**Problem requirements**
Lines that include "front" make up the answer; copy all of them from the data below.

Region pointing data
- - - -

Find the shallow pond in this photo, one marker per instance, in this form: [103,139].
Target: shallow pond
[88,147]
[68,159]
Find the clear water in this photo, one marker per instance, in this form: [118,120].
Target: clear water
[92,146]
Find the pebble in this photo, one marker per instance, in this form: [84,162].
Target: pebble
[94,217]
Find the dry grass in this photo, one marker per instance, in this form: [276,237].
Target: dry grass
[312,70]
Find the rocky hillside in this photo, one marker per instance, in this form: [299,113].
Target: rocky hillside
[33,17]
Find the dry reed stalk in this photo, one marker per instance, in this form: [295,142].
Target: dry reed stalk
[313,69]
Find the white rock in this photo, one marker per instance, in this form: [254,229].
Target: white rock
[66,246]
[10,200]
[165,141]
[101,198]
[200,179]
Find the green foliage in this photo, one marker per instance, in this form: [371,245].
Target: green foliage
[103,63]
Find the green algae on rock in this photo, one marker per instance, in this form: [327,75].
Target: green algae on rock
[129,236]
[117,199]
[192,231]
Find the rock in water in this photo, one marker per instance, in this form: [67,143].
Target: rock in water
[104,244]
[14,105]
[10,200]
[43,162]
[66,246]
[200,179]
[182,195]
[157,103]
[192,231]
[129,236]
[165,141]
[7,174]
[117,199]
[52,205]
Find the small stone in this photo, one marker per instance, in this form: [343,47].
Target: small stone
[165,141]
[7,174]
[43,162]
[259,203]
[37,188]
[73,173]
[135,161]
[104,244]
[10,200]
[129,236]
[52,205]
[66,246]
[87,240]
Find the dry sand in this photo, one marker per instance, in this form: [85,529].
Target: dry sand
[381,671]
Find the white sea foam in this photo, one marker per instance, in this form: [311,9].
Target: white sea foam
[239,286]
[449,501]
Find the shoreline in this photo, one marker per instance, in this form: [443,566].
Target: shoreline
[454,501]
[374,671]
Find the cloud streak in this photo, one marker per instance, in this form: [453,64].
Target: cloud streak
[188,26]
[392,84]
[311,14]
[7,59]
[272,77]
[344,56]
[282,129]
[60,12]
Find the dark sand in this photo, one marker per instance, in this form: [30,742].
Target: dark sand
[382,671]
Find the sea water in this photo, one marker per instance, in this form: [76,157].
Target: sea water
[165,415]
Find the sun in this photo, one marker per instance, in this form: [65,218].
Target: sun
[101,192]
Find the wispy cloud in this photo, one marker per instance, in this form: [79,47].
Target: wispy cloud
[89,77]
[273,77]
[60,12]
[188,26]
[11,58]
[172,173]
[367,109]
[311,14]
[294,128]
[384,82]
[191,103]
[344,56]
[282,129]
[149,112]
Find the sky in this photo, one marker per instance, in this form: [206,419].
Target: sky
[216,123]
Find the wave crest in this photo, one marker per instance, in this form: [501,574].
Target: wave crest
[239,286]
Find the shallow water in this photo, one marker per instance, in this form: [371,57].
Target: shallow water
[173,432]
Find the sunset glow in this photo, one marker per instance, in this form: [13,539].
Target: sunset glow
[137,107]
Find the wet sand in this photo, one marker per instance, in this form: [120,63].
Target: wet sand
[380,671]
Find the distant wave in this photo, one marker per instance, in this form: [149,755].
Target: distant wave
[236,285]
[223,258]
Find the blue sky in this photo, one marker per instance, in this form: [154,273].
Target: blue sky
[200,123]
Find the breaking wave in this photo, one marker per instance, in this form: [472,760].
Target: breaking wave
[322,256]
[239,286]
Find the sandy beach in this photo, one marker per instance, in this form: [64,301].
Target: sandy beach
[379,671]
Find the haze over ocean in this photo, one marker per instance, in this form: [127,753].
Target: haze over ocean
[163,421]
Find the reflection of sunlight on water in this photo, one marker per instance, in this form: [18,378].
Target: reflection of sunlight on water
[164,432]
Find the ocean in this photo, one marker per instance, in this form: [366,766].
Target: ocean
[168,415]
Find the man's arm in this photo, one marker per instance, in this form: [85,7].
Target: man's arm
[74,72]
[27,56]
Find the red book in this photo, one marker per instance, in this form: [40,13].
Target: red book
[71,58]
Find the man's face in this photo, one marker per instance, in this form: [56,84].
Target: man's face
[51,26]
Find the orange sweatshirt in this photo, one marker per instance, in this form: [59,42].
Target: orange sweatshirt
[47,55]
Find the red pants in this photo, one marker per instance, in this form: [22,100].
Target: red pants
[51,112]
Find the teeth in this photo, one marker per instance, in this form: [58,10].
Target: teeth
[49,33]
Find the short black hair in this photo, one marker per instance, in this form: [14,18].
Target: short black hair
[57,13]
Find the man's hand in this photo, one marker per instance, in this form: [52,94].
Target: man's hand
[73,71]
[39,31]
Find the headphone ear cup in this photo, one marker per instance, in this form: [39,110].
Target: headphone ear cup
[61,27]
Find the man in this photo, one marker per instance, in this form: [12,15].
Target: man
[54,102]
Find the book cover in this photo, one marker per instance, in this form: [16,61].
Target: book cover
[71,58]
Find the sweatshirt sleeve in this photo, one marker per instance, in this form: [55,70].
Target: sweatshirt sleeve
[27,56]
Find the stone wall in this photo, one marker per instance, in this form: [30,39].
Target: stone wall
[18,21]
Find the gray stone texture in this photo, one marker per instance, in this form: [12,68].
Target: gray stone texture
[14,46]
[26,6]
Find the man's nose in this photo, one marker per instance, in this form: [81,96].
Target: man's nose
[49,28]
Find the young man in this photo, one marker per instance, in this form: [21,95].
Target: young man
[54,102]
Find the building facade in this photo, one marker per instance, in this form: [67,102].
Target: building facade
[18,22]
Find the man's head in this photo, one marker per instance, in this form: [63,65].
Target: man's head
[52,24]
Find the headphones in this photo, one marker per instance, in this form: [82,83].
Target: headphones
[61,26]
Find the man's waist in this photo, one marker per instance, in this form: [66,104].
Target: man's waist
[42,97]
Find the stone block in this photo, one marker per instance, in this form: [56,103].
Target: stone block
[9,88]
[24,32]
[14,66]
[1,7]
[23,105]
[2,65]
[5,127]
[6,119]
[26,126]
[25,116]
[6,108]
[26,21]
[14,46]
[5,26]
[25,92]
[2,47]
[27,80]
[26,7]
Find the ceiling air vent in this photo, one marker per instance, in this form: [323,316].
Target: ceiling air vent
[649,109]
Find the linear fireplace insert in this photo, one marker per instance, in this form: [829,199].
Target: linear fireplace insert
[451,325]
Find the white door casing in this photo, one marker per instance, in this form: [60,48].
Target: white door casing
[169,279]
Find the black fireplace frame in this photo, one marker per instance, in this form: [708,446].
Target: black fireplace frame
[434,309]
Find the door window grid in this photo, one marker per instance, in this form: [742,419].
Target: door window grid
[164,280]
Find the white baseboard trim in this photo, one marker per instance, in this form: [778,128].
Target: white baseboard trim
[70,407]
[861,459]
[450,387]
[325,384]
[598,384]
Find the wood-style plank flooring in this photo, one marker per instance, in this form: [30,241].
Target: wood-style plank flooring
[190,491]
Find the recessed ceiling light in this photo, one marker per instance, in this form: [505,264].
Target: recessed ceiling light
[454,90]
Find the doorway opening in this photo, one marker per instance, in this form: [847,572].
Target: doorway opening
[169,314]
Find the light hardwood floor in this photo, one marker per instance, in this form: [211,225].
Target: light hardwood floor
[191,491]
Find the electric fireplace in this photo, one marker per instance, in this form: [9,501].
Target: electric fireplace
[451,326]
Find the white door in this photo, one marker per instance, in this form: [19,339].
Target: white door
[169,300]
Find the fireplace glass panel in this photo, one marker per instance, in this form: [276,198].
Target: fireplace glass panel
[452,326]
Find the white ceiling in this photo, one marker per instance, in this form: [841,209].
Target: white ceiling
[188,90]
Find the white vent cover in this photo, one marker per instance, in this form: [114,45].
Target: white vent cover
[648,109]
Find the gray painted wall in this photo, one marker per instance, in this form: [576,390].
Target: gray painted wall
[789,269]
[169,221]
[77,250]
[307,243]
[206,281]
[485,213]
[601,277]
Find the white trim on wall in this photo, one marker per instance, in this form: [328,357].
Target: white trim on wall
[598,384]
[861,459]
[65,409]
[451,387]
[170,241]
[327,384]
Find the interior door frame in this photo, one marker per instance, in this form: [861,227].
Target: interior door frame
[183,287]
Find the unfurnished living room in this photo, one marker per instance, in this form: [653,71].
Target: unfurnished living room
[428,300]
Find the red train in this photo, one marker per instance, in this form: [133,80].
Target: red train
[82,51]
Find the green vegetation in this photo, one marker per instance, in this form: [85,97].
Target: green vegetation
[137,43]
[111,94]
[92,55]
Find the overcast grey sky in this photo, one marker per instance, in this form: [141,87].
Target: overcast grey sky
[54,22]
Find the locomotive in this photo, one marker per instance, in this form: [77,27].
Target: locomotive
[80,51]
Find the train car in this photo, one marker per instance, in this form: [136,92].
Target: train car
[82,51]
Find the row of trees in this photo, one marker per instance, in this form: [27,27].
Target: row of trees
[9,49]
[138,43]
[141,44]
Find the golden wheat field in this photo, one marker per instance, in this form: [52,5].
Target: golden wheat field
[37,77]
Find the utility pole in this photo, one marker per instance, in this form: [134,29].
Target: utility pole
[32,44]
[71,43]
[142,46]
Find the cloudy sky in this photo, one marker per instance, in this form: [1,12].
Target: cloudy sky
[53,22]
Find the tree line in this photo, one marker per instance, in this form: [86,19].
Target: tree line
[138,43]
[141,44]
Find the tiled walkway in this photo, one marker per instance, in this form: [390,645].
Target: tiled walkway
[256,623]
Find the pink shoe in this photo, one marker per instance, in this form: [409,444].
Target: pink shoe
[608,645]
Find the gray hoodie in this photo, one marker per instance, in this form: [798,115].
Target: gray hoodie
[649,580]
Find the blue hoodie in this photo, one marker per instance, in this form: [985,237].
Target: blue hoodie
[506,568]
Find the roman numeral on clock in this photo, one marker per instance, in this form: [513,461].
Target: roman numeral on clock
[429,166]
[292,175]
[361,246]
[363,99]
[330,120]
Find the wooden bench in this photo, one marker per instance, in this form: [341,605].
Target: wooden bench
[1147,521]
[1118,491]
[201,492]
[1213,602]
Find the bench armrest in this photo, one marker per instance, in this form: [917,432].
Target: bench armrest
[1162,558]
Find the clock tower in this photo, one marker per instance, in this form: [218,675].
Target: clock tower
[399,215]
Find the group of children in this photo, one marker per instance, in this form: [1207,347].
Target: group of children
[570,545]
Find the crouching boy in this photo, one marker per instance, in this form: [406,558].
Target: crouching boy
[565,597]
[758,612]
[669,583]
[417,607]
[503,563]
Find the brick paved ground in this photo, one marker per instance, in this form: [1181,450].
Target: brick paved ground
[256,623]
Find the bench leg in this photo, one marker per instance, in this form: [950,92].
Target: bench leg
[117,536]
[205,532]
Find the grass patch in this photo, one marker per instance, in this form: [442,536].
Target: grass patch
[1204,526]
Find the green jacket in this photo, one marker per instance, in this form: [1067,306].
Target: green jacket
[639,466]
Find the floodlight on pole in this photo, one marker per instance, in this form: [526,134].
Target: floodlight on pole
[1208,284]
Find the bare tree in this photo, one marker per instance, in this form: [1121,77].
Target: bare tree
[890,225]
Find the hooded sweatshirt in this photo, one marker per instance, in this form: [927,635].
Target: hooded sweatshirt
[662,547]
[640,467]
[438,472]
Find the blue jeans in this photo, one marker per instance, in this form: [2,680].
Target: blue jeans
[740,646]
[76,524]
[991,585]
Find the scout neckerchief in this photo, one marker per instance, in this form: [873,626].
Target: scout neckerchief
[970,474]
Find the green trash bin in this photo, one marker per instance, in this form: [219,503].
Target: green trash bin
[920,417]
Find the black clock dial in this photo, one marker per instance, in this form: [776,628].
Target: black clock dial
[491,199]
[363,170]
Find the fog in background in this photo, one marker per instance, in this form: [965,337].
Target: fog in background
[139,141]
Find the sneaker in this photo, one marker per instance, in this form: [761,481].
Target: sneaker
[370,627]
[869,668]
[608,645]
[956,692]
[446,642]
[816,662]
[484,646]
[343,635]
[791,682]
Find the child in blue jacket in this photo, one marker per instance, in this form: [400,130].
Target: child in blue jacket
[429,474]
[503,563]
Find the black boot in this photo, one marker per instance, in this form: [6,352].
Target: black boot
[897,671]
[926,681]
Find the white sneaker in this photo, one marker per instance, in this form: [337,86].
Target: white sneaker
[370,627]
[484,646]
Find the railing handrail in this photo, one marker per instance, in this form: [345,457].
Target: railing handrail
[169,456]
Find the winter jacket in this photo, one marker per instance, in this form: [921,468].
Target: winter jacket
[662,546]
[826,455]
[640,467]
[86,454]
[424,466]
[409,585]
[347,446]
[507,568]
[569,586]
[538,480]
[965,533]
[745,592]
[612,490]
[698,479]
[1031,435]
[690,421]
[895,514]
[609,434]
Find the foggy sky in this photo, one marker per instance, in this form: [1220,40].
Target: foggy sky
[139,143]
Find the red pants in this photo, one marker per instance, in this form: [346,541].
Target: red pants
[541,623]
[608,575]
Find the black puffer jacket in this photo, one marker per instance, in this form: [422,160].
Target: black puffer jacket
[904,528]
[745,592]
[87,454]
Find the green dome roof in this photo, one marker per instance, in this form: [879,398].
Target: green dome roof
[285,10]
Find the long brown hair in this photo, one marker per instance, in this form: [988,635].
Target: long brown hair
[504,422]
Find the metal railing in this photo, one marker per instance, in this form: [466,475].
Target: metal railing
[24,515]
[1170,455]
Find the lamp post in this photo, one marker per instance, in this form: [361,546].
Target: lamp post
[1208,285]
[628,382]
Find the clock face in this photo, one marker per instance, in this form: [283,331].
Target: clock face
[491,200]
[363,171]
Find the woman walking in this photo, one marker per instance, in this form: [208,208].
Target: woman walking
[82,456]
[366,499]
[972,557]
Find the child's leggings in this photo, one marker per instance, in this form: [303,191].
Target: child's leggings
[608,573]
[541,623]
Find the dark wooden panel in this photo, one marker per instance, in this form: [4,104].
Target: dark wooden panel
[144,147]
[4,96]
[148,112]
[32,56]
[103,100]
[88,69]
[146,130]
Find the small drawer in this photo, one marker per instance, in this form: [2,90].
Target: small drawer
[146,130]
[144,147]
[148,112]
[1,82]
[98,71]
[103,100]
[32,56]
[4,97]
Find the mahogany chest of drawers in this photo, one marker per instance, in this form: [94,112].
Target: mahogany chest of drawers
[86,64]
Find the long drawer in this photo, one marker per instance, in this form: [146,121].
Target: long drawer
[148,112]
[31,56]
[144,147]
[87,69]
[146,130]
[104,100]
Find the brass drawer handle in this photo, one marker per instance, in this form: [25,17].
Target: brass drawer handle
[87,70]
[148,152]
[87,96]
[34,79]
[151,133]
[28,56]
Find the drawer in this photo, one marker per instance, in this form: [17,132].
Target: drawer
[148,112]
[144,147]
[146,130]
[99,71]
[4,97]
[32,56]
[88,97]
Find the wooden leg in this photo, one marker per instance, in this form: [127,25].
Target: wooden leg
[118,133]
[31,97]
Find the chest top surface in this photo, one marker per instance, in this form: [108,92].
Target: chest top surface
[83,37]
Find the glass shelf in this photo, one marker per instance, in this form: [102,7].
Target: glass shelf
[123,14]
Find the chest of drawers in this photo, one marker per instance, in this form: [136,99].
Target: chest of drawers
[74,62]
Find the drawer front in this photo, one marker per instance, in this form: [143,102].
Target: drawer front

- - - -

**Task answer**
Find the drawer front in this photo, one marker per instance, in this form: [143,102].
Target: drawer front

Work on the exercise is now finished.